Assignment — Transcribe the records below exactly as written, from the opening line through the line that contains "locate white vinyl".

Records for processing —

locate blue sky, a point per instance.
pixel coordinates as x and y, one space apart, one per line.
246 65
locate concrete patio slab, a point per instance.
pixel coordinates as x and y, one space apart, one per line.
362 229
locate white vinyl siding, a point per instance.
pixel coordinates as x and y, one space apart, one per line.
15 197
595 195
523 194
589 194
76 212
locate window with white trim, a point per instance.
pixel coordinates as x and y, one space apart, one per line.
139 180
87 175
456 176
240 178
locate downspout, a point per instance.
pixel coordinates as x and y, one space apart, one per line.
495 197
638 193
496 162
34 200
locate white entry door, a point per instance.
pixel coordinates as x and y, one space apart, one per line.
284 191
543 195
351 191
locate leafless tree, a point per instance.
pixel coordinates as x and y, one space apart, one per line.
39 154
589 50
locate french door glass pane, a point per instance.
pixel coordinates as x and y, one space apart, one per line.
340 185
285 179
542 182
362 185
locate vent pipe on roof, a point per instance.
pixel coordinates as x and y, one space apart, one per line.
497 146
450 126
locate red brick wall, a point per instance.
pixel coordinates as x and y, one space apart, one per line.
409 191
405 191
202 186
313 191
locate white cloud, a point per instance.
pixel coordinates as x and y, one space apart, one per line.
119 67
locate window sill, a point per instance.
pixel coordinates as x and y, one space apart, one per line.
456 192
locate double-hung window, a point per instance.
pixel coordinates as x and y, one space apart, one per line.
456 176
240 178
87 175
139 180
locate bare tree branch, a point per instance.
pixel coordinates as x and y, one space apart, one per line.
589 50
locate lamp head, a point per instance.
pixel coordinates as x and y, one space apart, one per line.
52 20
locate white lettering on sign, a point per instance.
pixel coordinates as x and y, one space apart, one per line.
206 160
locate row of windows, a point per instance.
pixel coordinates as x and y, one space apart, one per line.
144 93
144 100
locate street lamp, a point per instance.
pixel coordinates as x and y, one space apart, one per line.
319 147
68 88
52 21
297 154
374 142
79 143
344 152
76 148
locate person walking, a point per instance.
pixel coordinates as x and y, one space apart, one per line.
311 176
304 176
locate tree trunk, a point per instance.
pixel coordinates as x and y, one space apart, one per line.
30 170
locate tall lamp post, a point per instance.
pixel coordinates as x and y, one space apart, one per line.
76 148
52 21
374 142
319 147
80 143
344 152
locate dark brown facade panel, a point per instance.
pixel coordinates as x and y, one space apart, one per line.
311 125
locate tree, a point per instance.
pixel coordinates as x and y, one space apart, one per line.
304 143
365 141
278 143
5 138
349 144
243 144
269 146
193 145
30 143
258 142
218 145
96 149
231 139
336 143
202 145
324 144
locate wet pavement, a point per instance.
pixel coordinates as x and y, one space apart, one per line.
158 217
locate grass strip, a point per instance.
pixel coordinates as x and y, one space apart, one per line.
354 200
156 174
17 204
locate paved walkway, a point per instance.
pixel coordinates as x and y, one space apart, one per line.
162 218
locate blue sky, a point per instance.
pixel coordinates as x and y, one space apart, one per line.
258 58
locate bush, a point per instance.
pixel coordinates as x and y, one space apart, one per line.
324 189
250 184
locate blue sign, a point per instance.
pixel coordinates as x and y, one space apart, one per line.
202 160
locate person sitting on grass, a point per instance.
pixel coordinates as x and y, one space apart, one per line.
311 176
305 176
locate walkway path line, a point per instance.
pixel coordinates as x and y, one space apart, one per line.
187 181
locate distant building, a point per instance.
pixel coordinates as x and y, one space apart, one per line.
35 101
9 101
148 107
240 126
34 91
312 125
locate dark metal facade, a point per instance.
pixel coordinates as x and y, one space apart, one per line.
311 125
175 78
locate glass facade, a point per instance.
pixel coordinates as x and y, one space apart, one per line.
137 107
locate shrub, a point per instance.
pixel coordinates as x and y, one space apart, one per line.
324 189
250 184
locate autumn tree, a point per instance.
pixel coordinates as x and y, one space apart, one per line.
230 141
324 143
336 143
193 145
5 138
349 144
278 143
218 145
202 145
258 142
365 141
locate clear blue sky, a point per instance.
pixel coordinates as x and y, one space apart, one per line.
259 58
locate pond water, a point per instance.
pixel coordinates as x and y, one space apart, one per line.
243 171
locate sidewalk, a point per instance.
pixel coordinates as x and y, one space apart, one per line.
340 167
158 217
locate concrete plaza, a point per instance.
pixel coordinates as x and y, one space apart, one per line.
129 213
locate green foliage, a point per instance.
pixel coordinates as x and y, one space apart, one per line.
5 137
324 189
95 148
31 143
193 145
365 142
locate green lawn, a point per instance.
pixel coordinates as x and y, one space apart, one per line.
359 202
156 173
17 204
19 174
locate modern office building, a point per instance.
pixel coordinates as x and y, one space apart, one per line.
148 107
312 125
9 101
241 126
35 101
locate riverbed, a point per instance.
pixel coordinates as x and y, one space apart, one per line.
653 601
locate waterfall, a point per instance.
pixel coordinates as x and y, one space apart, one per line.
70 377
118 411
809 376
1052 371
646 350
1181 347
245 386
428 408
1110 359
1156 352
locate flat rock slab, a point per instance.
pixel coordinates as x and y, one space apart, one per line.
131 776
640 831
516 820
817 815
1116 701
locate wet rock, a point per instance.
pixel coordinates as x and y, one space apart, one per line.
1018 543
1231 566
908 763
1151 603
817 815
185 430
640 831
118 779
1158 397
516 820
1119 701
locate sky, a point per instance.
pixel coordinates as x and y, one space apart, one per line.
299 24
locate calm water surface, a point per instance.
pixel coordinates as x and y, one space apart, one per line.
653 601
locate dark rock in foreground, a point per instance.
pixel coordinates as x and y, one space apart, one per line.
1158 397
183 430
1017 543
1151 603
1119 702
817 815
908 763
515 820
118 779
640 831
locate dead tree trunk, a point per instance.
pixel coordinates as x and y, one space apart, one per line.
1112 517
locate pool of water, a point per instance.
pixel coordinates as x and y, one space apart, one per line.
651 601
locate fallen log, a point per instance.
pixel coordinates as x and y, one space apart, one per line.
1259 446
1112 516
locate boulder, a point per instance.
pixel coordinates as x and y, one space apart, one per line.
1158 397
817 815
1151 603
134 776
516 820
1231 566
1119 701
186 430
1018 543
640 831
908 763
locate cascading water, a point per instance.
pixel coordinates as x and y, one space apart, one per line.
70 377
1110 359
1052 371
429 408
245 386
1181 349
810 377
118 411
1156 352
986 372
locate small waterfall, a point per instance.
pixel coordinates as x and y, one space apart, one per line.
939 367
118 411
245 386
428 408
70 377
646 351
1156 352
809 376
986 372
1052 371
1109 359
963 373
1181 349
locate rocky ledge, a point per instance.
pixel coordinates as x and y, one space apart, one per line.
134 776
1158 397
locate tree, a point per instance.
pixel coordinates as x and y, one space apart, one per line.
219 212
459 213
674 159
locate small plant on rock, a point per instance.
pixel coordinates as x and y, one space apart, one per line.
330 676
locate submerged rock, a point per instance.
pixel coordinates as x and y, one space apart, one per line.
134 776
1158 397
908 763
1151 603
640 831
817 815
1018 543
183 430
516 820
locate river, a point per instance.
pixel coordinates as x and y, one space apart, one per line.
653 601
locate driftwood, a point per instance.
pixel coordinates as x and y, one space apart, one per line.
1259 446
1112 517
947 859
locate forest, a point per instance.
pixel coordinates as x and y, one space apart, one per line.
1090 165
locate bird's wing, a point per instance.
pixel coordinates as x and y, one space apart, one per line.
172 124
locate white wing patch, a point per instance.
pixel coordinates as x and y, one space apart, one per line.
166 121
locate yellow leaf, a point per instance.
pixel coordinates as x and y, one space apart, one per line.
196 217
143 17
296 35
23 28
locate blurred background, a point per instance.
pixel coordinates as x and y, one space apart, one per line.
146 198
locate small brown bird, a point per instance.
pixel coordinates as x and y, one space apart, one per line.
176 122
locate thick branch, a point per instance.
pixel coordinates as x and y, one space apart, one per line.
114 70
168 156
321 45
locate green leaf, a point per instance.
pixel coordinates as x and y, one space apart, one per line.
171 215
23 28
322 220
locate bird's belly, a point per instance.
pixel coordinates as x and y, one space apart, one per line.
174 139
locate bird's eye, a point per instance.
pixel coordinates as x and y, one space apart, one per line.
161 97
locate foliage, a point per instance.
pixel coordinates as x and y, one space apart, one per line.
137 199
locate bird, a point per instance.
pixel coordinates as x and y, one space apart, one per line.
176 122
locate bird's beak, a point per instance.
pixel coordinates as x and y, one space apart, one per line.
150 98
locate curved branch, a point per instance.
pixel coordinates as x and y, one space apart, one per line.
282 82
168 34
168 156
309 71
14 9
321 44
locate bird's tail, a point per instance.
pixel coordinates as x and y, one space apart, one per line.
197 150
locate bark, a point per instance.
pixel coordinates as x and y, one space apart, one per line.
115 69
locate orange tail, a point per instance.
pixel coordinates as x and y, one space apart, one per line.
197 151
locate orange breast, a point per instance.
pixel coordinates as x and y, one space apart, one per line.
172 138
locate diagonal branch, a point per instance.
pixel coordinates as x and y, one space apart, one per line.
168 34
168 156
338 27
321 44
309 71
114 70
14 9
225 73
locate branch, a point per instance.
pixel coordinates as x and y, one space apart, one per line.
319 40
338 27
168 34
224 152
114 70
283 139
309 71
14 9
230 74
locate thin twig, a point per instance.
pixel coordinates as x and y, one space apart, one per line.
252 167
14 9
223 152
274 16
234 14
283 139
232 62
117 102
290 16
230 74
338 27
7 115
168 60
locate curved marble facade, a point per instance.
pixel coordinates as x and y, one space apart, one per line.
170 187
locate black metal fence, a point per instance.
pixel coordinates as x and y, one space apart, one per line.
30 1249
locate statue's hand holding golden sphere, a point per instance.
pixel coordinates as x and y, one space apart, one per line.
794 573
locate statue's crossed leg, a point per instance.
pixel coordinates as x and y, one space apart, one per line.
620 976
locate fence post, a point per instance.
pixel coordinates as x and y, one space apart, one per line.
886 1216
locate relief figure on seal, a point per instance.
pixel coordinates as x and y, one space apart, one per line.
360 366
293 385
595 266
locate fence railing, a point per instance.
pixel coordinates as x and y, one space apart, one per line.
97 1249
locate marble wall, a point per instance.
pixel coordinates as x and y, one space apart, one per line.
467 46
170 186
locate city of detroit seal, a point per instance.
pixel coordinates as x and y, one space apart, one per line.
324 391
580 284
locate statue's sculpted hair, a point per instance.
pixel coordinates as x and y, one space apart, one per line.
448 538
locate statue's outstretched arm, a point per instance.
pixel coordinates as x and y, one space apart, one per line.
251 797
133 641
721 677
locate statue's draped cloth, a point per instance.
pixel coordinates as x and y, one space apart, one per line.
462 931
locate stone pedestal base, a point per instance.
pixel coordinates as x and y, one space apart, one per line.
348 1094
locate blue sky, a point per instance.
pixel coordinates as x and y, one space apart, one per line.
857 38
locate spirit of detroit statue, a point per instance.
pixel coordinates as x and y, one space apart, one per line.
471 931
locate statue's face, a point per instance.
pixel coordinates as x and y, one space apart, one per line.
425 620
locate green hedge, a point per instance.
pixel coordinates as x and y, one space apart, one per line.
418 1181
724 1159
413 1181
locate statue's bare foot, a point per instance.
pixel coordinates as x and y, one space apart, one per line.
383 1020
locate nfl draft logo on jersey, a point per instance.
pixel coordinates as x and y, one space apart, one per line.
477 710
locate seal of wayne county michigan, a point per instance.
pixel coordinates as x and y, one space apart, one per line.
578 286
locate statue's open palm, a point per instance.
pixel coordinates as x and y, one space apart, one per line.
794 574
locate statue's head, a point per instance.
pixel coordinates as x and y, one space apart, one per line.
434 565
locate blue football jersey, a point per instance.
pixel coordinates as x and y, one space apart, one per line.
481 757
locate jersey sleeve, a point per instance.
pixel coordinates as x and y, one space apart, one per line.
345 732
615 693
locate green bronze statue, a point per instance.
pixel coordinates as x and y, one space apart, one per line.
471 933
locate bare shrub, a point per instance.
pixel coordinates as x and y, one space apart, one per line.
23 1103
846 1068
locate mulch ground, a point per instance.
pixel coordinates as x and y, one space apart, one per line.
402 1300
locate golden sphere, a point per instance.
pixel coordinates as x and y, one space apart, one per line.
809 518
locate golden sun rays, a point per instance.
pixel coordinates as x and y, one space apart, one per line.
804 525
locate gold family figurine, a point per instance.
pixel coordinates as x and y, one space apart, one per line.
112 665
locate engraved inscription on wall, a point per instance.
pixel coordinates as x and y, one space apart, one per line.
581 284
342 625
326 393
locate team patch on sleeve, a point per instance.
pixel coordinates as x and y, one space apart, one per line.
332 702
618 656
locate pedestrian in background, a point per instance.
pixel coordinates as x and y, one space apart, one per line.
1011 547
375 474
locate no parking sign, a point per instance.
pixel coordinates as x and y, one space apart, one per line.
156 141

Finished task —
locate blue sky, a point per instance.
pixel coordinates as x and y, one space apart, one per line.
246 65
locate concrete patio slab, a point per instance.
pixel coordinates as x and y, one space apart, one per line.
362 229
locate white vinyl siding, a point per instance.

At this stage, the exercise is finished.